- [YOUR OBJECTIVE]
Everything from the line with "Task: point out each instance of the white car" to the final line of the entries is to be set down exactly, except the pictures.

Start of DATA FOR THIS EXERCISE

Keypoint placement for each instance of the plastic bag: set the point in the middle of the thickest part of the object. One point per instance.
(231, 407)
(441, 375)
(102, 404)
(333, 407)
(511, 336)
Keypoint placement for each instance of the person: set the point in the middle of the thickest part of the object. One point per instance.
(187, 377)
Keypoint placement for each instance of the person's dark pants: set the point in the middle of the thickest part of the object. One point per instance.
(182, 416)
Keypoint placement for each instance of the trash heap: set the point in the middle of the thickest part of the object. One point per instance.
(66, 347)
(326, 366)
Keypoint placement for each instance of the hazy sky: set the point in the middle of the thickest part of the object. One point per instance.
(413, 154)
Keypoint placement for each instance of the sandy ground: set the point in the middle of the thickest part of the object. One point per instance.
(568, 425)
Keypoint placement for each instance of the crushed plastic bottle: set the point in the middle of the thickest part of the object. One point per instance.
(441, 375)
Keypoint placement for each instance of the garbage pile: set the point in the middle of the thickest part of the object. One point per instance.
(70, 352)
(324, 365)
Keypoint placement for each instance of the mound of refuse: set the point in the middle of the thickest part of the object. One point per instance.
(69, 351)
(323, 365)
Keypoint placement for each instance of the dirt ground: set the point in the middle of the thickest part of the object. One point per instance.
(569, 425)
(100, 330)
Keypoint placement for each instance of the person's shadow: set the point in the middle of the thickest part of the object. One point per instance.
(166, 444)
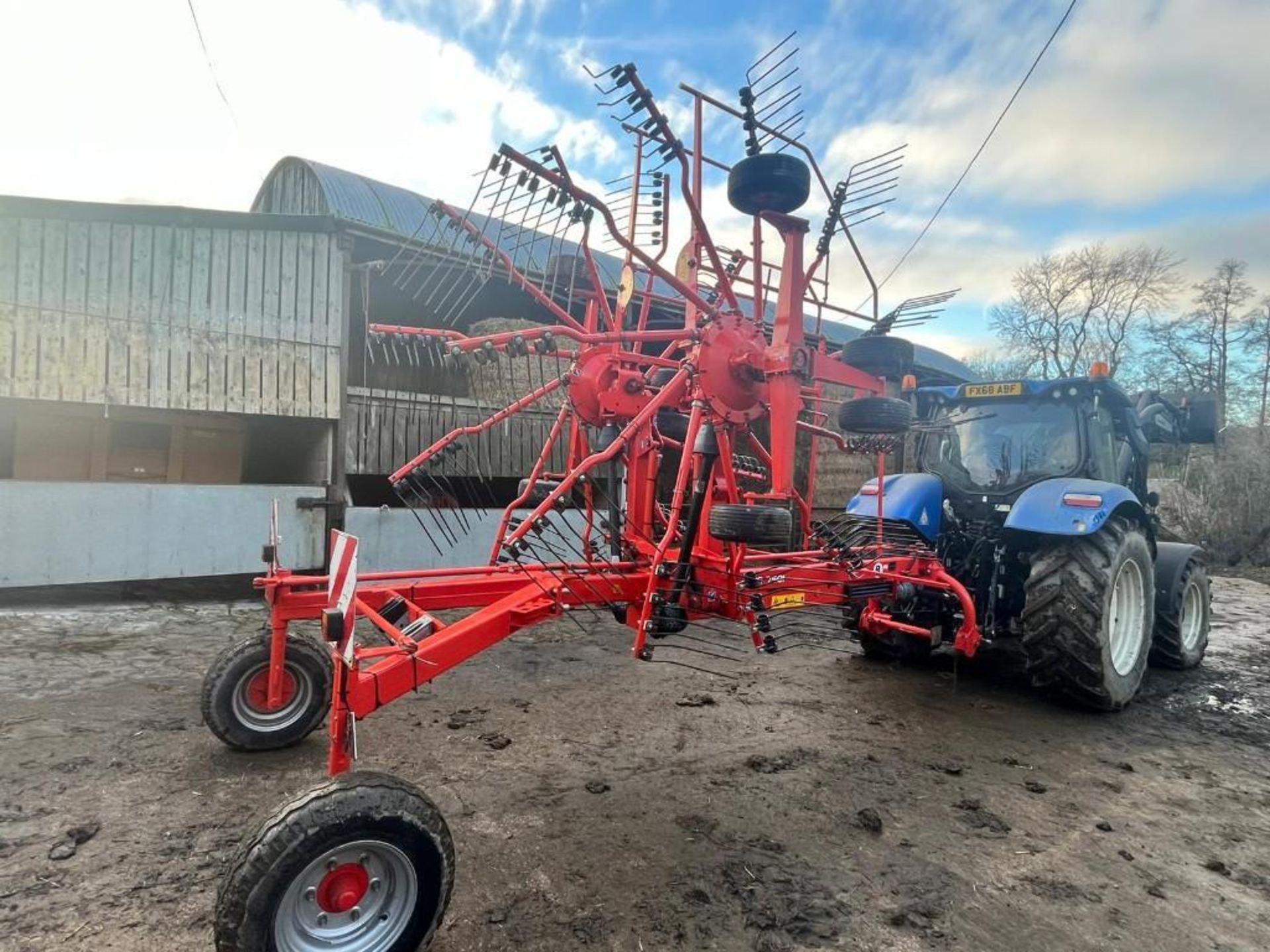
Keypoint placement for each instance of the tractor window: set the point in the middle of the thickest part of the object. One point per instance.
(1104, 457)
(995, 447)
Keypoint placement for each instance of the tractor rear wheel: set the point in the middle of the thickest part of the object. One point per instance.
(882, 415)
(1089, 614)
(1181, 629)
(361, 862)
(752, 524)
(237, 687)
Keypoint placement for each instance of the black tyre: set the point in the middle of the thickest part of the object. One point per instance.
(907, 649)
(235, 692)
(771, 182)
(879, 354)
(752, 524)
(672, 424)
(1089, 615)
(1181, 626)
(875, 415)
(360, 862)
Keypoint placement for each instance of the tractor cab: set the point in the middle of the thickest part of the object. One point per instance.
(988, 444)
(1033, 495)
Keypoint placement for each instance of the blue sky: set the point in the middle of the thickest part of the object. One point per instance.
(1146, 122)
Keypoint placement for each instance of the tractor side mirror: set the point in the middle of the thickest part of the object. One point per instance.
(1158, 424)
(1201, 424)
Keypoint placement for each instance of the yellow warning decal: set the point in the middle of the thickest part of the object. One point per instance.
(789, 600)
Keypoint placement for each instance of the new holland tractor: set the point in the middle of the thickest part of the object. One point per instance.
(1033, 494)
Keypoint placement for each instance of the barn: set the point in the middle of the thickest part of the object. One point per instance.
(172, 376)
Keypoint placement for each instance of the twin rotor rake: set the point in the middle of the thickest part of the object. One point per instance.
(683, 407)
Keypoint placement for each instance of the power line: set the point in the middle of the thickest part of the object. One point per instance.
(211, 66)
(982, 145)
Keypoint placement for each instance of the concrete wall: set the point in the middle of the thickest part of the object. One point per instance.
(390, 539)
(74, 532)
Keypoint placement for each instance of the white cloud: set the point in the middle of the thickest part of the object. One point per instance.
(1138, 99)
(125, 106)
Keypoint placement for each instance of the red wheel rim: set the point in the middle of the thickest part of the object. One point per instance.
(343, 888)
(258, 690)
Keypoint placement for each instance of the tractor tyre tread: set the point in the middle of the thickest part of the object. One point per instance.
(1062, 617)
(259, 869)
(229, 666)
(1166, 641)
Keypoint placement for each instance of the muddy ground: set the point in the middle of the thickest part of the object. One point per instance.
(816, 801)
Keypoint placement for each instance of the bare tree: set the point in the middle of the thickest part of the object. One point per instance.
(1218, 303)
(997, 365)
(1083, 305)
(1259, 340)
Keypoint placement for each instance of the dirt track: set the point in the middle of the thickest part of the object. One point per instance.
(629, 814)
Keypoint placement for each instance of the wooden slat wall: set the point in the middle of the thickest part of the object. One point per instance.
(238, 320)
(386, 428)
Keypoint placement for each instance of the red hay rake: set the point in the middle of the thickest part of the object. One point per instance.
(715, 367)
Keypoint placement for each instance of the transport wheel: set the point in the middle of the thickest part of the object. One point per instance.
(900, 648)
(771, 182)
(875, 415)
(753, 524)
(360, 863)
(1089, 614)
(237, 687)
(879, 354)
(672, 424)
(1181, 629)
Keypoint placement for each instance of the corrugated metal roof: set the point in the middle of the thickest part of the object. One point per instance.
(352, 197)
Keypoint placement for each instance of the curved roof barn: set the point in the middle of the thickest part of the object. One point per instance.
(299, 186)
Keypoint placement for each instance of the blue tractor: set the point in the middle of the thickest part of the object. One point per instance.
(1034, 495)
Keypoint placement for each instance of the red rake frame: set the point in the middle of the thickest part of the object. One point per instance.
(723, 370)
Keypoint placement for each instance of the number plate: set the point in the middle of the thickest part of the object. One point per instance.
(973, 390)
(789, 600)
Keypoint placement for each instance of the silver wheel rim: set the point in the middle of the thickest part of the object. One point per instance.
(372, 924)
(269, 721)
(1128, 612)
(1191, 619)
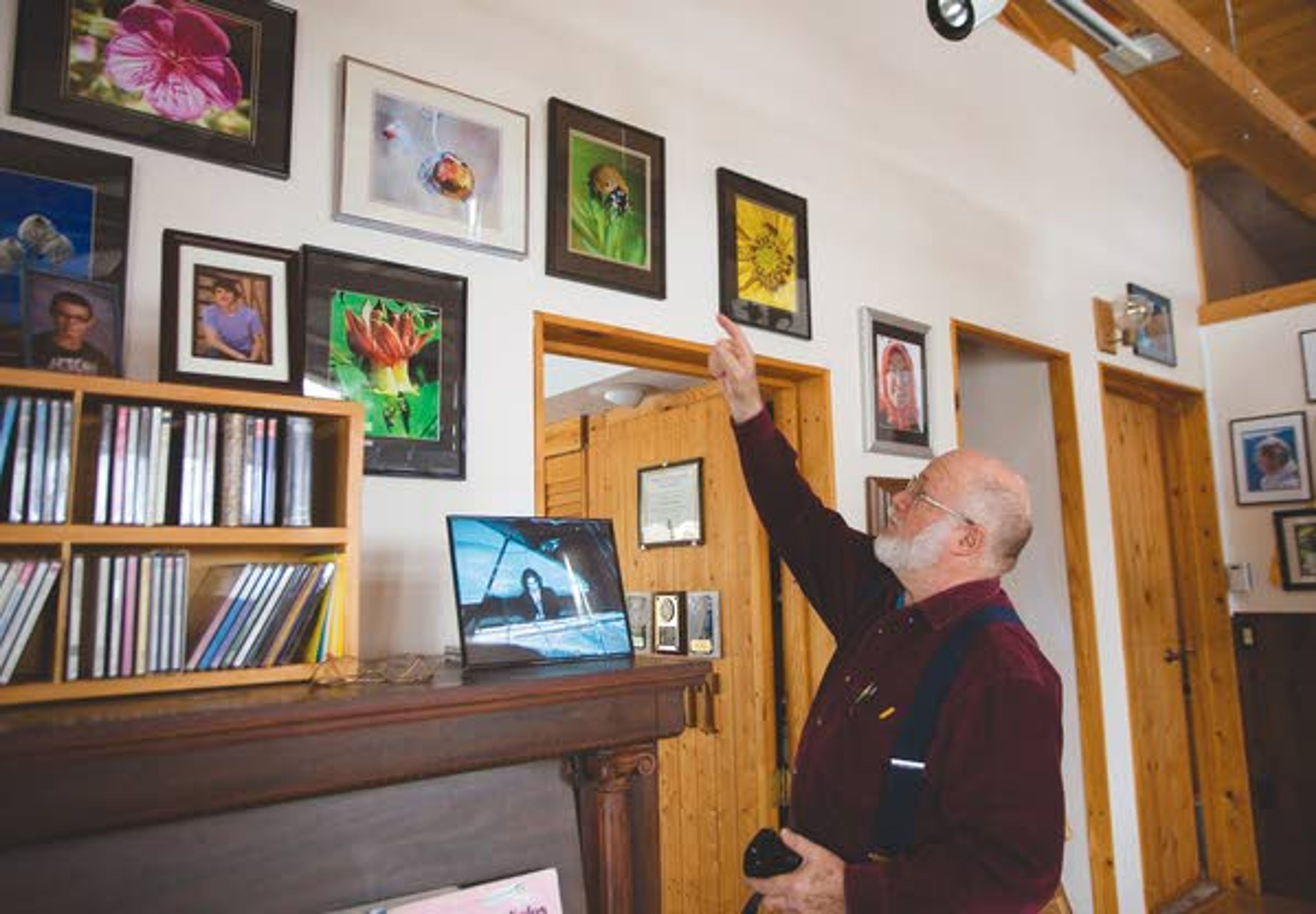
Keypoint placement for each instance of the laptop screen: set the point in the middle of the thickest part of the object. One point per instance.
(537, 590)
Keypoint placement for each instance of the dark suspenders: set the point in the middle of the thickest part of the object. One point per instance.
(903, 782)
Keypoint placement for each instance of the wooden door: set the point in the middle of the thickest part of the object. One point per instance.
(1153, 646)
(716, 782)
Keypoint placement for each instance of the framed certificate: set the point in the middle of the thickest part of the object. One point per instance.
(672, 504)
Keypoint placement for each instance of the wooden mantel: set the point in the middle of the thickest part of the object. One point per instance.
(298, 797)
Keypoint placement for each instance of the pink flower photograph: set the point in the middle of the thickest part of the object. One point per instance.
(183, 62)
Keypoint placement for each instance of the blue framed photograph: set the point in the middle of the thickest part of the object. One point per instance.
(64, 212)
(1272, 461)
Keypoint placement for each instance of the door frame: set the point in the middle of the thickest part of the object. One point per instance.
(1217, 709)
(1097, 796)
(803, 412)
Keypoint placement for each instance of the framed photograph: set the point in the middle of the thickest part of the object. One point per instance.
(231, 315)
(669, 623)
(881, 491)
(1295, 533)
(1307, 341)
(64, 211)
(115, 68)
(606, 203)
(895, 387)
(393, 339)
(672, 504)
(1272, 462)
(640, 611)
(1156, 340)
(73, 325)
(705, 624)
(763, 256)
(428, 161)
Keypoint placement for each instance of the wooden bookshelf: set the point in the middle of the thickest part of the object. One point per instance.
(337, 454)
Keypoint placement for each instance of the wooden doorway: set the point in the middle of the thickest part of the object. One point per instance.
(1069, 478)
(719, 782)
(1190, 766)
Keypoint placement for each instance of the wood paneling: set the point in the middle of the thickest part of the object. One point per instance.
(715, 787)
(1168, 425)
(1149, 603)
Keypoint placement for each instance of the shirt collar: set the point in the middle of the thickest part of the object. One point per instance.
(953, 604)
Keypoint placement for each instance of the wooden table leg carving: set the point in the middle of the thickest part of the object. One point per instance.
(619, 836)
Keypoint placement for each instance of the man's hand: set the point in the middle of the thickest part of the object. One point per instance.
(816, 887)
(732, 365)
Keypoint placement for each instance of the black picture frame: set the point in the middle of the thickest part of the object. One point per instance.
(339, 362)
(270, 282)
(1295, 538)
(895, 419)
(61, 77)
(670, 504)
(1155, 340)
(85, 236)
(772, 228)
(607, 190)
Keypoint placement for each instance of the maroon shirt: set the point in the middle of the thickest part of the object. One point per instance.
(990, 826)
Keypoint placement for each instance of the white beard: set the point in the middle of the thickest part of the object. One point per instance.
(918, 554)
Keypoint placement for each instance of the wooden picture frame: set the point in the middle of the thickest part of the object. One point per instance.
(1272, 461)
(64, 210)
(878, 493)
(231, 314)
(672, 504)
(90, 65)
(1295, 538)
(764, 256)
(445, 165)
(415, 402)
(895, 385)
(1155, 339)
(606, 203)
(1307, 344)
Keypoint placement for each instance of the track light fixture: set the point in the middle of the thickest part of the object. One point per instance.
(957, 19)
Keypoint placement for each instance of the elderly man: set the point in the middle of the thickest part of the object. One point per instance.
(973, 820)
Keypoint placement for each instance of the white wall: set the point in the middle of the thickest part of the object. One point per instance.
(1006, 408)
(1255, 367)
(978, 181)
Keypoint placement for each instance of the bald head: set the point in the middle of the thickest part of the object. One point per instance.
(995, 498)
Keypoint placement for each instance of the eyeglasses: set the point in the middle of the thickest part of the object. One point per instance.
(915, 491)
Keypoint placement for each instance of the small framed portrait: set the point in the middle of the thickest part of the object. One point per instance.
(230, 315)
(428, 161)
(880, 491)
(73, 325)
(1156, 339)
(705, 624)
(763, 256)
(64, 211)
(1307, 342)
(1270, 457)
(1295, 536)
(672, 504)
(640, 613)
(669, 623)
(393, 339)
(606, 203)
(211, 80)
(895, 386)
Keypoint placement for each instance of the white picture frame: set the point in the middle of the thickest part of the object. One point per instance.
(432, 162)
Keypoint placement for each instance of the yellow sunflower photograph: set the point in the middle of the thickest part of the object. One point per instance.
(764, 256)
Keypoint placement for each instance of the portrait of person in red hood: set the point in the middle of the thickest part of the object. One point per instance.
(898, 392)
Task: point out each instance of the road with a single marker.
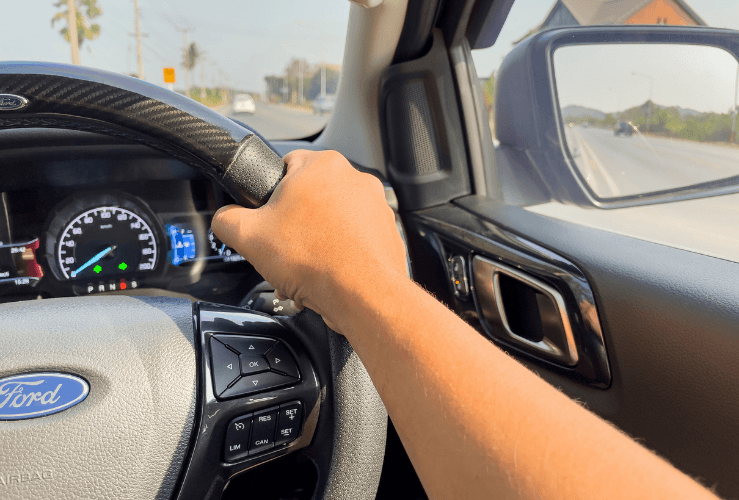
(277, 122)
(621, 166)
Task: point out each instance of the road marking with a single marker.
(601, 169)
(705, 162)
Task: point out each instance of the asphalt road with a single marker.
(277, 122)
(621, 166)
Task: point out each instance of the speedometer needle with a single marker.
(90, 262)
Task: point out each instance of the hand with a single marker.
(326, 230)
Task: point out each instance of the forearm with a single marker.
(475, 422)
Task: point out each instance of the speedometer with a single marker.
(106, 240)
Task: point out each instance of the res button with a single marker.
(263, 432)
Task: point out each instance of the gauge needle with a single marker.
(90, 262)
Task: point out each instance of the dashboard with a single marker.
(85, 214)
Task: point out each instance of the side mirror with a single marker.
(620, 116)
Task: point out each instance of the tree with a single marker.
(87, 10)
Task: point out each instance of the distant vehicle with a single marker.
(323, 104)
(244, 103)
(623, 128)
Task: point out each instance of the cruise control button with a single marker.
(253, 363)
(247, 345)
(256, 383)
(237, 439)
(225, 365)
(263, 432)
(288, 423)
(281, 360)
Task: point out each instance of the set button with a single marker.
(256, 433)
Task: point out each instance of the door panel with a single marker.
(669, 318)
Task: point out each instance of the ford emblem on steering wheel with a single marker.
(35, 395)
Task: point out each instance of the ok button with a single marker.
(253, 363)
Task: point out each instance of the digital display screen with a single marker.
(188, 246)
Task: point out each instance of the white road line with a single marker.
(601, 169)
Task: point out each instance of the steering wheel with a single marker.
(154, 397)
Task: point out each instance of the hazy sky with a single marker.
(601, 76)
(244, 40)
(527, 14)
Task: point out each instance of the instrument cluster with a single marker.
(109, 241)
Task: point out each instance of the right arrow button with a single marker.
(281, 360)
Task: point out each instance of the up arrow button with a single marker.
(281, 360)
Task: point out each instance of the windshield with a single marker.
(285, 54)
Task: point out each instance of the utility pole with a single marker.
(184, 55)
(733, 114)
(651, 89)
(72, 19)
(300, 81)
(138, 39)
(323, 80)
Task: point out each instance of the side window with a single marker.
(648, 132)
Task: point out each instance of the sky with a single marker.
(243, 40)
(602, 76)
(527, 14)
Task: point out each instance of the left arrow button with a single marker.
(225, 366)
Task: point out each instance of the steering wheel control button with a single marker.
(253, 363)
(281, 360)
(247, 345)
(263, 431)
(237, 439)
(225, 365)
(257, 383)
(288, 423)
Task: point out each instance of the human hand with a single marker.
(326, 231)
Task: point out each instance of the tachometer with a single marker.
(106, 240)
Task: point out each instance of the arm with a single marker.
(475, 423)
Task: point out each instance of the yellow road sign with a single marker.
(168, 75)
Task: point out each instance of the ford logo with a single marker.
(10, 102)
(39, 394)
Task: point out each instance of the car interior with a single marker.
(203, 384)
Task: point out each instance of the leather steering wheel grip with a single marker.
(73, 97)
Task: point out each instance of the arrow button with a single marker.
(281, 360)
(251, 384)
(253, 363)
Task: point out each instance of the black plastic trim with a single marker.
(474, 236)
(528, 119)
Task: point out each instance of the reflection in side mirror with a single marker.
(641, 118)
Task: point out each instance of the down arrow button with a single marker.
(281, 360)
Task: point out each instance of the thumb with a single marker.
(234, 225)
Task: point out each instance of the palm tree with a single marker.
(86, 11)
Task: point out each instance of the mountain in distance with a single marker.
(575, 111)
(683, 112)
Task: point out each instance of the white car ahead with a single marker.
(244, 103)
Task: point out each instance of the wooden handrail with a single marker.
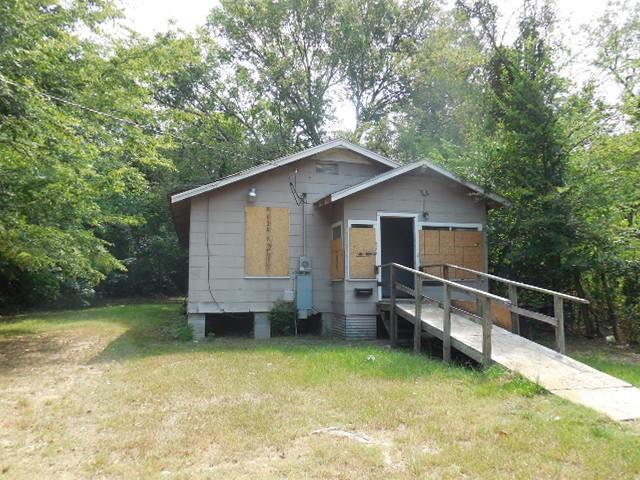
(511, 282)
(485, 299)
(458, 286)
(558, 298)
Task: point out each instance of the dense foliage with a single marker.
(97, 128)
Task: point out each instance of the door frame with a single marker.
(416, 242)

End of DATA FOR THIS EXERCISE

- [ANSWER BELOW]
Task: point out each instance of the white car ahead with a single marker.
(244, 103)
Task: point out each instance of the wooden handrail with a single marker.
(511, 282)
(485, 299)
(458, 286)
(558, 298)
Task: point out each instance of the dense foliage with a single marker.
(97, 128)
Task: point out each instance of the door frame with a single marker.
(416, 242)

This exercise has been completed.